[Provided information]:
········
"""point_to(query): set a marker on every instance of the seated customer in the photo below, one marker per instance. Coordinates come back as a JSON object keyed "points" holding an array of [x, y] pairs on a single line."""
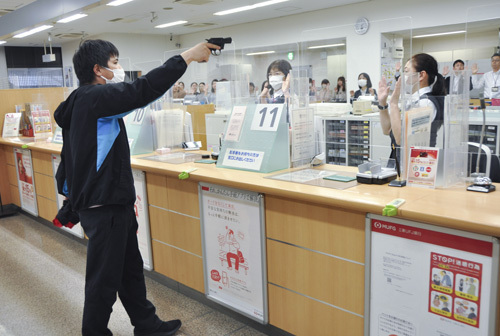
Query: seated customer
{"points": [[339, 92], [324, 94]]}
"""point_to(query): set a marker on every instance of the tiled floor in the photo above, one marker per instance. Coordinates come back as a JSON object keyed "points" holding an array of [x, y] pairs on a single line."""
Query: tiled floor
{"points": [[41, 289]]}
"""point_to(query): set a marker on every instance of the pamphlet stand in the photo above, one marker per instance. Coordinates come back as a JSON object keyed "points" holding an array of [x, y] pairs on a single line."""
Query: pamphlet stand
{"points": [[140, 131], [256, 139]]}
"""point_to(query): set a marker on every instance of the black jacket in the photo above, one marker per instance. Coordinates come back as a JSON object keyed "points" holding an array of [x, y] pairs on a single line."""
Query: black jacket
{"points": [[95, 158]]}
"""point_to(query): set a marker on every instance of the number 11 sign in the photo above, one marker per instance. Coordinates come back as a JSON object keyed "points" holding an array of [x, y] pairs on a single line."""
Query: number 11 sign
{"points": [[256, 139], [265, 117]]}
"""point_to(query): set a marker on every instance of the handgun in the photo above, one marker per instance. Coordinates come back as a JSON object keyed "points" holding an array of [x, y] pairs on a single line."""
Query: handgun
{"points": [[220, 41]]}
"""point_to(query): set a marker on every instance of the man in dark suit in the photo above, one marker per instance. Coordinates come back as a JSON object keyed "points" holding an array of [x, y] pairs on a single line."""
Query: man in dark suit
{"points": [[457, 85]]}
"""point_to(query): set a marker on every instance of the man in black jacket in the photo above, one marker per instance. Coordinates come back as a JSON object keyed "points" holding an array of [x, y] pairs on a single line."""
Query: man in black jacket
{"points": [[96, 176]]}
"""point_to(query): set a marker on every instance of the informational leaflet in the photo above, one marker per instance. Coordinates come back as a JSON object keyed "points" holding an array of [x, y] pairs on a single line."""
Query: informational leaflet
{"points": [[77, 229], [431, 281], [422, 167], [26, 184], [234, 249], [302, 134], [11, 125], [240, 158], [42, 123], [142, 214], [235, 123]]}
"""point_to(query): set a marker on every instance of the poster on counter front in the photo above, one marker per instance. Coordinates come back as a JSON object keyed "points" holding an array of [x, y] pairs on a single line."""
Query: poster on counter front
{"points": [[25, 180], [422, 167], [142, 215], [76, 230], [233, 239], [429, 280]]}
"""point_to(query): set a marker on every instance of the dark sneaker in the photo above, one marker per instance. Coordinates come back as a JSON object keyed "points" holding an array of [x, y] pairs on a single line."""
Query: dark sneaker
{"points": [[168, 328]]}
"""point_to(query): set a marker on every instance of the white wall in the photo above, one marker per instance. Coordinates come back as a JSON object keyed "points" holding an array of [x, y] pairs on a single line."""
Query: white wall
{"points": [[4, 80], [363, 52]]}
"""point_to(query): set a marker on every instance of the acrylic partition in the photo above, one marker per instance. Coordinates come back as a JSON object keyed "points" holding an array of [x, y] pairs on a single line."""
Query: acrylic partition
{"points": [[348, 125]]}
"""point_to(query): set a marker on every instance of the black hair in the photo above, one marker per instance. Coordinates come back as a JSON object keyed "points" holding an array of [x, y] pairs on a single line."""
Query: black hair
{"points": [[90, 53], [342, 78], [282, 65], [368, 80], [212, 85], [427, 63]]}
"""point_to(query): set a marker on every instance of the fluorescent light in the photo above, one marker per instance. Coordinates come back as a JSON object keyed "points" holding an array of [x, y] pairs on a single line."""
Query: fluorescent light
{"points": [[170, 24], [244, 8], [327, 46], [261, 53], [72, 18], [118, 2], [32, 31], [440, 34]]}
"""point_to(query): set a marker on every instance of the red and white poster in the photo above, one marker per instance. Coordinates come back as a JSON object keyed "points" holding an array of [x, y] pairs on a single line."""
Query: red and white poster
{"points": [[422, 167], [428, 280], [26, 184], [233, 249]]}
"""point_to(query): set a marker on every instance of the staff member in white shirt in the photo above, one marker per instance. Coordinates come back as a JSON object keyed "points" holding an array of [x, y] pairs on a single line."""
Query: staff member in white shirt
{"points": [[490, 80]]}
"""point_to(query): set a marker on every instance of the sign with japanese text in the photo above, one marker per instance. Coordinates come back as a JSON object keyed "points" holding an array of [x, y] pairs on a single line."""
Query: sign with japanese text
{"points": [[25, 180], [422, 167], [234, 249], [428, 280]]}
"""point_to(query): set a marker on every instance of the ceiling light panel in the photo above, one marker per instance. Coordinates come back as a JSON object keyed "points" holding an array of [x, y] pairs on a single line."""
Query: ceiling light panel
{"points": [[32, 31], [118, 2], [72, 18]]}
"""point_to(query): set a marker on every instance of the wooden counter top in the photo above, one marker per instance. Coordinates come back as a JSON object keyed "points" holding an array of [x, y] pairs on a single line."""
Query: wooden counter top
{"points": [[454, 208]]}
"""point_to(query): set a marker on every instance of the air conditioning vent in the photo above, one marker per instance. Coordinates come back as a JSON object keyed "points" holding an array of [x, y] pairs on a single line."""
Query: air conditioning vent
········
[Directions for this task]:
Transcribe every line of the data exactly. No pictures go in the copy.

[Task response]:
"""point_to(query): set a marker on every instance of the seated customer in the photo below, one marker per instance. Coordinates come back as a JSON object keyed "points" holding an array of [x, y] pairs on a single line."""
Query: seated customer
{"points": [[339, 92], [324, 94]]}
"""point_to(query): set a marker on every instance of the tiled floor in the photo above, one marker per instance. Coordinates come back as a JSON object keyed "points" holding an array of [x, y] pairs on a single line."""
Query: tiled floor
{"points": [[41, 289]]}
"""point_to(query): set a marker on every instance of the pamphlet stand in the photo above, one marker per instance. Coordinates come back as a JSON object keyed "points" holding an array of [x, y] pairs on a single line."""
Query: pamphlet stand
{"points": [[140, 131], [256, 139]]}
"""point_to(query): set a marker on every instance of the black jacket in the photo above, one marker per instance. Coordinates come back as a JSON object keyed "points" holding an array of [x, y] pairs on a single line."""
Query: black jacket
{"points": [[95, 158]]}
"""point_to(query): set a marker on every instance of the number 11 sign in the photo above, one marker per instance. Coordinates come back as a JSON object keyed "points" holding an array of [x, y] pairs on a single line."""
Query: number 11 sign
{"points": [[256, 139], [265, 117]]}
"""point_to(query): set a marker on every instance of the handgun in the photo above, one marker per instance. Coordinates come back as a JSON object keyed "points" holding an array of [x, y] pairs on a single line."""
Query: handgun
{"points": [[220, 41]]}
"""point_to(query): set a marker on every instance of the man in dark suit in the photo above, one marker per instance. Coordinates come back as a JSON object keyed "points" holding an array of [x, y] pairs on a single line."""
Query: man in dark suit
{"points": [[457, 85]]}
"""point_to(query): set a marker on every instance of the man in black jacket in the photo above, one marker per instance. Coordinates come back as a JSON object keyed "points" holding an array of [x, y] pairs on a single line."""
Query: man in black jacket
{"points": [[96, 176]]}
"""point_to(query): set a marker on every instance of the informational leaflet in the photo above, one marker per instance. Coordinates come back as a JSON object keyed "points" holding an array of [x, y] pairs on a single line."""
Query: informational leaflet
{"points": [[77, 229], [431, 281], [422, 167], [26, 184], [234, 249], [302, 134], [11, 125], [240, 158], [42, 123], [142, 214], [235, 123]]}
"""point_to(query): set a marker on every instance of the poster on counter front in the photo above, one marker per instance. Coordinates come back as a JSON object keyed "points" holding an array of [x, y] pairs on a single line."""
Query: poster on counter front
{"points": [[25, 180], [422, 167], [142, 215], [76, 230], [233, 239], [429, 280]]}
"""point_to(query): set a marker on every instance of the dark sneaker in the photo above, one marker per instance. Coordinates come back as a JSON object keyed "points" holding an array of [x, y] pairs on a single line."""
Query: dark sneaker
{"points": [[168, 328]]}
"""point_to(query): set a marker on every instance of the white wall in the photo above, one marker per instance. Coordinates come back as a JSON object keyed "points" holding an array of [x, y] pairs on a single line."""
Query: white wall
{"points": [[4, 80], [363, 52]]}
"""point_to(query): set a marker on every instance of the acrylic partition in the photo above, one marker per instance. Coordinates come back as a JSON object keyed "points" holding an array of [x, y] pairs on a single line."""
Query: acrylic partition
{"points": [[348, 125]]}
"""point_to(query): set a marker on every instance of the black hair in the photo above, one marker per instance. Coordinates come back as a JSON object keyed "points" holding an array of [x, y] pairs on a single line."""
Query: black hair
{"points": [[90, 53], [342, 78], [282, 65], [368, 80], [212, 85], [427, 63]]}
"""point_to(query): set a marker on every instance of the fluorescent light in the photo above, one marker per instance. Coordinates come back as a JSON object keyed "points" holding an array of [x, y] pairs on a single line."""
Query: fluorescent light
{"points": [[170, 24], [244, 8], [327, 46], [261, 53], [72, 18], [118, 2], [32, 31], [440, 34]]}
"""point_to(query): set a marker on every instance of the red and white poster in the photo above, one marker per instance. Coordinates come back as a JSON object keyed "points" holding an array of [x, y] pairs on a single line."""
Query: red and white poster
{"points": [[422, 167], [428, 280], [26, 184], [233, 249]]}
"""point_to(query): set a marker on every instance of the staff member in white shirt in the photo above, one marker per instance. Coordinates come back as a JSON object keyed "points" holding an array of [x, y] pairs on a single line."""
Query: staff member in white shirt
{"points": [[490, 80]]}
"""point_to(query): set a marker on every instance of the sign with japanese text in the photo above, one marker per instance. Coordinates come back as a JSON object keyed "points" holding an array of [x, y] pairs on a single line."""
Query: sign with japanese text
{"points": [[25, 180], [422, 167], [234, 249], [428, 280]]}
"""point_to(query): set a marker on every instance of the ceiling light panel in the photo above, one marker per instance. Coordinates come back as a JSON object keyed "points" holding an array of [x, y] pairs on a single line."""
Query: ceiling light panel
{"points": [[32, 31], [118, 2], [72, 18]]}
"""point_to(query): set a marker on every instance of the wooden counter top in the photo above, one marker per instance. Coordinates come back as a JSON object keyed "points" holding an array of [x, y] pairs on a single line."""
Query: wooden counter top
{"points": [[454, 208]]}
"""point_to(query): set a marker on every instance of the air conditioning vent in the photo above, one marker per instance. Coordinates come back as a JSON object keyed "points" holding an array of [x, y] pairs on a single line."""
Query: air conditioning vent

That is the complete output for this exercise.